**REQUIRED WORK**: Across the listing, the lines that include "trousers" must be tallied and reported as a bare number.

**DATA FOR THIS EXERCISE**:
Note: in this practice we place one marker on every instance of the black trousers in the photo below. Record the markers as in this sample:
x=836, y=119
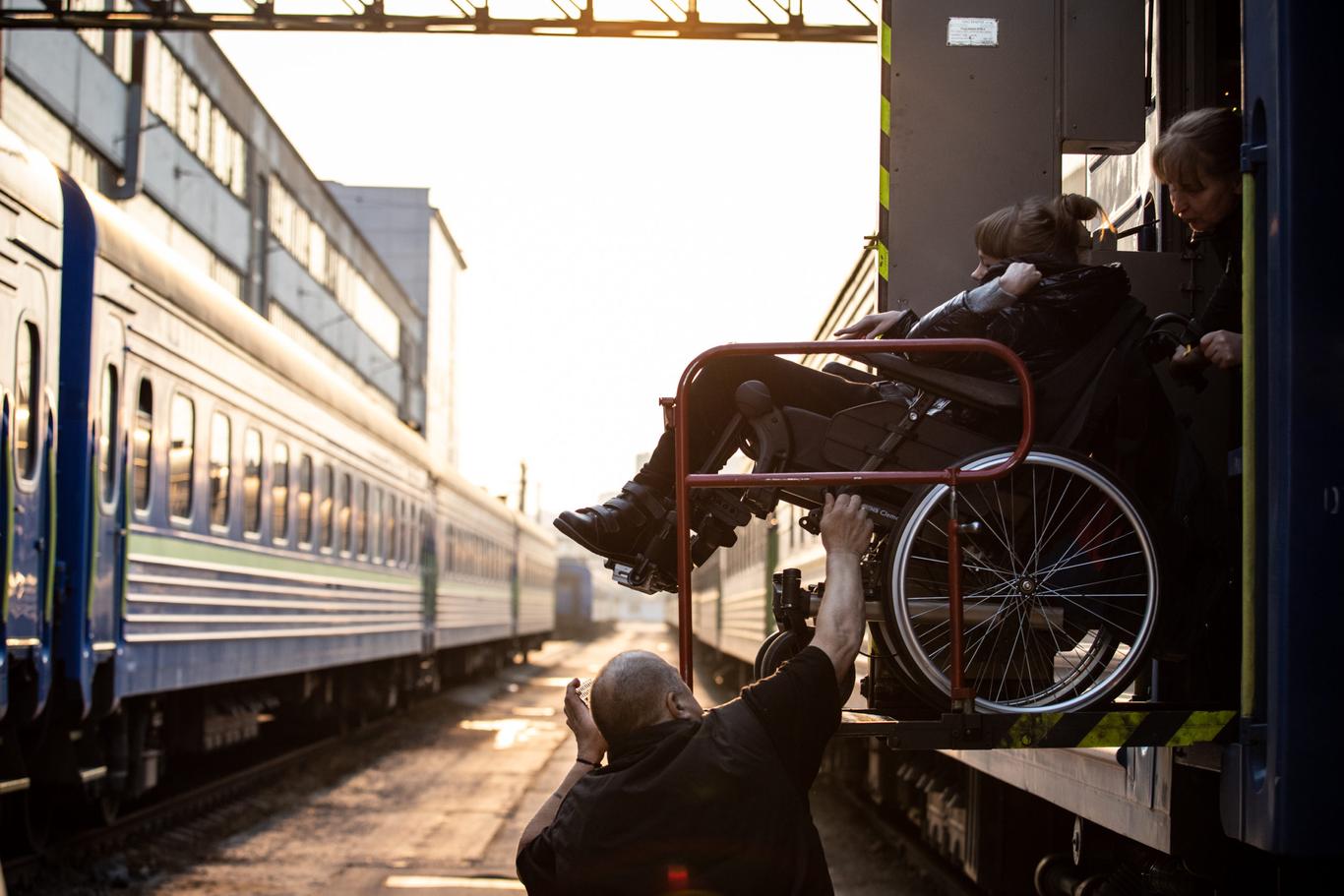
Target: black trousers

--

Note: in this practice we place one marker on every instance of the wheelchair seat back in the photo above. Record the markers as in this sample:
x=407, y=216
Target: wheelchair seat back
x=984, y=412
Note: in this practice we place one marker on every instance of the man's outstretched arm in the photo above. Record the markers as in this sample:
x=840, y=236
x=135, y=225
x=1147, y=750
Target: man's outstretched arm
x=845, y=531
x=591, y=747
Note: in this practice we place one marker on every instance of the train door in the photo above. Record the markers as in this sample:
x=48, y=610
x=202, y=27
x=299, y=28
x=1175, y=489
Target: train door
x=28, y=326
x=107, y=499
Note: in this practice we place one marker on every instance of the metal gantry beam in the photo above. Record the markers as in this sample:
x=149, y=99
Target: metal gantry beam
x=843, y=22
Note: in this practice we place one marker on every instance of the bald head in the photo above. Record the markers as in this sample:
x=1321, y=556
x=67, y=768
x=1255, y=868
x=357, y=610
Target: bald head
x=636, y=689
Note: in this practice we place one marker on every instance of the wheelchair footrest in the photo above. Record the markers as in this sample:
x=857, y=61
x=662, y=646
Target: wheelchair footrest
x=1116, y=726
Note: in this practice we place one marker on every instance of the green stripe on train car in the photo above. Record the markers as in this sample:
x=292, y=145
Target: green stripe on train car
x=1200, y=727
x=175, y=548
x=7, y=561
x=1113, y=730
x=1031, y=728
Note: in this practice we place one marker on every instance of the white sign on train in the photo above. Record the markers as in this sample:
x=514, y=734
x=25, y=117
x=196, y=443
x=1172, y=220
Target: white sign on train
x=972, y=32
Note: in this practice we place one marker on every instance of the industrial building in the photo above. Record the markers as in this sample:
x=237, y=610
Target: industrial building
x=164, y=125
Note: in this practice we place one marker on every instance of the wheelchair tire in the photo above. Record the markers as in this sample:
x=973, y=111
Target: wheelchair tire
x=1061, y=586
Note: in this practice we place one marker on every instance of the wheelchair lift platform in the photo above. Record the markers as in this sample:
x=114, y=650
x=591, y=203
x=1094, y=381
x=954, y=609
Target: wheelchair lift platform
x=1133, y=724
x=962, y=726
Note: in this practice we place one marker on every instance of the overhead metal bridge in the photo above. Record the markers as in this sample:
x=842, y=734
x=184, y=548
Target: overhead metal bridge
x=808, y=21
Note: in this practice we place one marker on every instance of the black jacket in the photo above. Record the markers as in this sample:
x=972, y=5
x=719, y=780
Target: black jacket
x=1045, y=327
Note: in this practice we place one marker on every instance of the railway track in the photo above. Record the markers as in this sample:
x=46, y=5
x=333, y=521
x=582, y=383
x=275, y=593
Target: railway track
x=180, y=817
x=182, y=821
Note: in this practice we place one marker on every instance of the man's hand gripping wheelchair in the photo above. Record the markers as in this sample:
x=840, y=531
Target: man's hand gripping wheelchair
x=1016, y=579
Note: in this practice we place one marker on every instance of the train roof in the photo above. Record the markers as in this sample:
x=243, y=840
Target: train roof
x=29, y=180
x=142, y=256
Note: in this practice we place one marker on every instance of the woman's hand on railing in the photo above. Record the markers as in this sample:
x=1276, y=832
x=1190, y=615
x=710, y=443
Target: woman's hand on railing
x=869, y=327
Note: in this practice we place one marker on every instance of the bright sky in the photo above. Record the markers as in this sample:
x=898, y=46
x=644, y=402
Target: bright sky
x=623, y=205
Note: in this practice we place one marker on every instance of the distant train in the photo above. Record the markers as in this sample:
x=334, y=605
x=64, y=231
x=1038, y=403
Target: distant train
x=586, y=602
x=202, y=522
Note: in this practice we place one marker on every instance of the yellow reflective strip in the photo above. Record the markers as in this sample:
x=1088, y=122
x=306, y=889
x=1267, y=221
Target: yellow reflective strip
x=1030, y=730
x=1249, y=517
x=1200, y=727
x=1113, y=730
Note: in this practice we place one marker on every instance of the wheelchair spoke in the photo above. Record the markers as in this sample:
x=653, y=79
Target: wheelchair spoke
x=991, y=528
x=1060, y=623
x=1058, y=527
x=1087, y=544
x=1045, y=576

**ANSWER BOX**: 2